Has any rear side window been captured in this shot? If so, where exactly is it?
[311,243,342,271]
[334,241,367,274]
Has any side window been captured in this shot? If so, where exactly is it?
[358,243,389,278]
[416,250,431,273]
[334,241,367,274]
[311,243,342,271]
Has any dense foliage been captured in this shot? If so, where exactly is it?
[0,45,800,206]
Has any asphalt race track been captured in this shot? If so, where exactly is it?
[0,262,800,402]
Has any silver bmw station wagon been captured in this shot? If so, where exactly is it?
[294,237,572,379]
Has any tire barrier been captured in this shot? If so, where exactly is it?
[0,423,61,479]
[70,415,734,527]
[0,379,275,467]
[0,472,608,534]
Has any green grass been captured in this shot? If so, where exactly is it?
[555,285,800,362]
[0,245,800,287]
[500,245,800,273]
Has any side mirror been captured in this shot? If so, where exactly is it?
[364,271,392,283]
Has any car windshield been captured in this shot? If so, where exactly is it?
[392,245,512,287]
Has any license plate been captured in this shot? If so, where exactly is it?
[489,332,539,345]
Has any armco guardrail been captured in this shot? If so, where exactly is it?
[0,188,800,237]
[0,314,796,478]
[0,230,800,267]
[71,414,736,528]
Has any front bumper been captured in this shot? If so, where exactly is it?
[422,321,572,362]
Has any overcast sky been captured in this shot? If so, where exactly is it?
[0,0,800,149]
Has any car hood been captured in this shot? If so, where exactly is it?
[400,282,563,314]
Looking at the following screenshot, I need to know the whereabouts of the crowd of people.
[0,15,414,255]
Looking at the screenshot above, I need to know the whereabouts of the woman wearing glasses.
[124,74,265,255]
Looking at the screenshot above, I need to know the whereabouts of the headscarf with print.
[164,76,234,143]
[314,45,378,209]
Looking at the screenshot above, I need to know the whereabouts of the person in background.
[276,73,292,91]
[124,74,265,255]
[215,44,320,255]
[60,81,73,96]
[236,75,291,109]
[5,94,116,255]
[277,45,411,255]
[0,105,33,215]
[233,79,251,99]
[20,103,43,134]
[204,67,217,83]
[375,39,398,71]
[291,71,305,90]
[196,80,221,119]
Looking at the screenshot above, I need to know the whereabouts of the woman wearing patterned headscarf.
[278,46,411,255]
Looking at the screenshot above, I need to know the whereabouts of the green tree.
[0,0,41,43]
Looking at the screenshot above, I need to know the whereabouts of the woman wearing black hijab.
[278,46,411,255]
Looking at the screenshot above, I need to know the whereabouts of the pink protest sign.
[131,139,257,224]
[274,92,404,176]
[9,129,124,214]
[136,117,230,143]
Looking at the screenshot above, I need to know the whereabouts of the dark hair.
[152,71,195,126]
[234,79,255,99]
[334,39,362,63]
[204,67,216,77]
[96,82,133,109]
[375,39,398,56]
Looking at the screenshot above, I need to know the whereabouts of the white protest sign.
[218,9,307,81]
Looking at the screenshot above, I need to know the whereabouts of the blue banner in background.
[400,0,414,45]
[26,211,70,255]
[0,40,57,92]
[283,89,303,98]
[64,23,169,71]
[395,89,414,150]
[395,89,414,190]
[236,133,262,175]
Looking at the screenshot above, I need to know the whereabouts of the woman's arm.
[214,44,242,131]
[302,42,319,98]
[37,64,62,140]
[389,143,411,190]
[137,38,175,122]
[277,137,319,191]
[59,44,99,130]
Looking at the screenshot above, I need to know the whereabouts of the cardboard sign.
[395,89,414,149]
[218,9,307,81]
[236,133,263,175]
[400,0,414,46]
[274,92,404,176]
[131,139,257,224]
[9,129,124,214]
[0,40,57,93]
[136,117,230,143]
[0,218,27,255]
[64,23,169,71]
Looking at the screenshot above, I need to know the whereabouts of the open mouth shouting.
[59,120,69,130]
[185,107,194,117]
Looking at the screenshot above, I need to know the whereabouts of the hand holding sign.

----------

• _PROBLEM DESCRIPTION_
Write out every one of the items above word for word, with nothing changed.

• _OUTPUT OF THE EXERCISE_
Has any rear side window been captured in this shot? If so, where exactly is it?
[311,243,342,271]
[334,241,367,274]
Has any side window been captured in this shot? If so, where exactly is it?
[358,243,389,278]
[416,250,431,273]
[334,241,367,274]
[311,243,342,271]
Has any dense foliage been captured in this shot? If so, where exactly is it?
[0,45,800,206]
Has any asphalt race track been captured in this shot? If so, where exactly is it?
[0,262,800,402]
Has any silver bmw station wagon been captured in this shot? If so, where exactly is it?
[294,237,572,379]
Has any tire barrier been captured in this shot? If so, where exactly is it?
[0,423,61,479]
[70,415,734,527]
[0,379,275,467]
[0,472,608,534]
Has any green grass been captured in this shot? If so, where exactly is it?
[555,285,800,362]
[0,245,800,287]
[500,245,800,273]
Has any side mirror been captured in this shot? If so, where exactly is it?
[364,271,392,283]
Has any car windshield been captured in this shot? If so, where exactly is it?
[392,245,512,287]
Has any license plate been captured in this shot? If so, where exactly is it?
[489,332,539,345]
Has any armco guardrail been captured in this shot? If so, where exactly is it?
[0,188,800,237]
[0,314,796,478]
[0,230,800,267]
[71,414,736,528]
Has any front bumper been captured in this shot? If so, where exactly is it?
[422,321,572,362]
Has any overcast sky been captured in this shot? If so, where exactly is it?
[0,0,800,149]
Has any car hood been captured in this shot? If so, where exactly is it?
[400,282,563,314]
Looking at the following screenshot, I need to know the whereabouts of the crowd of people.
[0,15,414,255]
Looking at the screenshot above, I need to know the whereabouts of the woman wearing glasses.
[124,74,265,255]
Looking at the screenshot above, I need to know the whereabouts of the headscarf with print.
[164,76,234,143]
[314,45,378,209]
Looking at the screenshot above, I need to know the whereabouts of the person in background.
[276,73,292,91]
[124,74,265,255]
[215,44,320,255]
[60,81,73,96]
[236,75,291,109]
[5,94,116,255]
[277,45,411,255]
[0,105,33,215]
[233,79,251,99]
[20,103,43,134]
[204,67,217,83]
[375,39,398,71]
[291,71,305,90]
[196,80,221,119]
Looking at the screenshot above, I need to know the whereabouts of the woman wearing patterned headscarf.
[278,46,411,255]
Looking at the screenshot above, I need to know the whereabouts of the green tree.
[0,0,41,43]
Looking at the screenshot above, I need to know the whereabouts of the woman wearing black hijab.
[278,46,411,255]
Looking at the screenshot above, I need to know the whereabouts of the pink protest sign.
[131,139,257,224]
[274,92,404,176]
[9,129,124,214]
[136,117,230,143]
Looking at the screenshot above, I need to know the whereabouts of the dark hair.
[152,71,195,126]
[234,79,255,99]
[334,39,362,63]
[204,67,216,77]
[96,82,133,109]
[375,39,398,56]
Looking at the screenshot above, I need to know the whereabouts of the white protest sign.
[218,9,307,81]
Looking at the screenshot above, I need to know the whereabouts of the blue banner in background.
[400,0,414,45]
[26,211,70,255]
[0,40,57,92]
[283,89,303,98]
[64,23,169,71]
[395,89,414,150]
[395,89,414,190]
[236,133,262,175]
Looking at the screenshot above, I need to know the whereabouts of the woman's arm.
[214,44,242,131]
[302,42,319,98]
[37,64,62,140]
[389,143,411,190]
[137,38,175,122]
[277,137,319,191]
[59,44,99,130]
Looking at the screenshot above, I need to know the whereabouts of the cardboard sign.
[395,89,414,149]
[218,9,307,81]
[236,133,263,175]
[400,0,414,46]
[274,92,404,176]
[131,139,257,224]
[9,129,124,214]
[0,40,57,93]
[136,117,230,143]
[0,218,27,255]
[64,23,169,71]
Looking at the screenshot above, I need to know the whereabouts of the open mouth shouting.
[59,120,69,130]
[185,107,194,117]
Looking at the screenshot above, I need to know the whereabouts of the hand holding sign.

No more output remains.